◆ TEXT SECTION ◆
▼▼▼
How often does one associate burlesque with luxury hotels? Burlesque seems to be the latest thing, by the way – the Australian owned-run London Cabaret Club opened only last week. Well, here in UAE, the gal had a first, atop Shangri-La Dubai. Many staying in this 300-room luxury hotel have no idea that, Thursdays and Sundays only, a separate dinner show, run by Blue Marlin out of Ibiza, takes place on the top (42nd) floor of the building. There is a separate entrance, a dedicated elevator and, up at the 42nd floor, a burly security guard who must surely have been in Russia’s women’s martial arts team. Inside, it is SUCH fun, the best burlesque dance-behind-feathers ever. No wonder it is long lines to get in.
▲▲▲
◆ RAW DATA ◆
▼▼▼
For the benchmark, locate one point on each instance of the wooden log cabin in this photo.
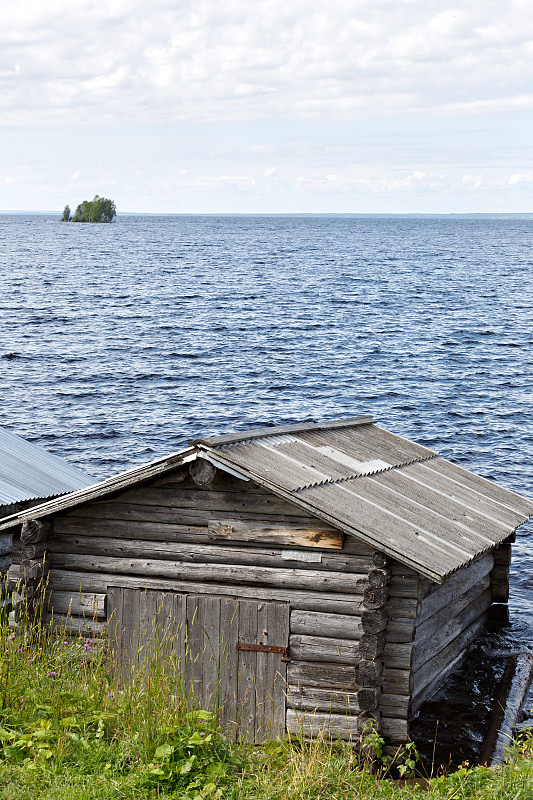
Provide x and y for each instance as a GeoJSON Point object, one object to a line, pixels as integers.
▲▲▲
◆ ACTIVITY LIST ◆
1. Print the burlesque passage from "How often does" to "lines to get in.".
2. Carry on the burlesque passage past its final sentence.

◆ ANSWERS BY ITEM ◆
1.
How often does one associate burlesque with luxury hotels? Burlesque seems to be the latest thing, by the way – the Australian owned-run London Cabaret Club opened only last week. Well, here in UAE, the gal had a first, atop Shangri-La Dubai. Many staying in this 300-room luxury hotel have no idea that, Thursdays and Sundays only, a separate dinner show, run by Blue Marlin out of Ibiza, takes place on the top (42nd) floor of the building. There is a separate entrance, a dedicated elevator and, up at the 42nd floor, a burly security guard who must surely have been in Russia’s women’s martial arts team. Inside, it is SUCH fun, the best burlesque dance-behind-feathers ever. No wonder it is long lines to get in.

2.
The hotel itself is pretty fun, too. Take the outdoor pool area, atop the four- floor car park block that is separate from the hotel, but reached by an air-bridge. Day-long, the octagonal pool – which has stunning fuchsia towels – is popular with hotel guests and local expats. Come dusk, October through to May, the pool bar evolves into iKandy, an outdoor bar-club-lounge. Locals lie back on sofas and enjoy (bright pink) shisha hubble pipes. Everyone enjoys themselves. What they do come May, when it gets too hot to be outside, even in the evening, is an unanswered question.
A lot of beer is drunk in this part of the world, where it is hot, by world standards, even in the so-called cool period. It is good to see, in the hotel’s 41st floor Horizon Club, that cocktail hour includes a healthy display of different brews. Club level is so popular that there are two floors of club rooms: if you are on the 40th floor, there is a glass-edged spiral staircase to save having to wait for the elevators. I loved end room 4005, with views looking out to sea plus, in the other direction, across Sheikh Zayed Road – yes, this thoroughfare again (as ubiquitous to Dubai hotels as Miracle Mile is to Chicago retail) – across the road to highrises and Burj Khalifa.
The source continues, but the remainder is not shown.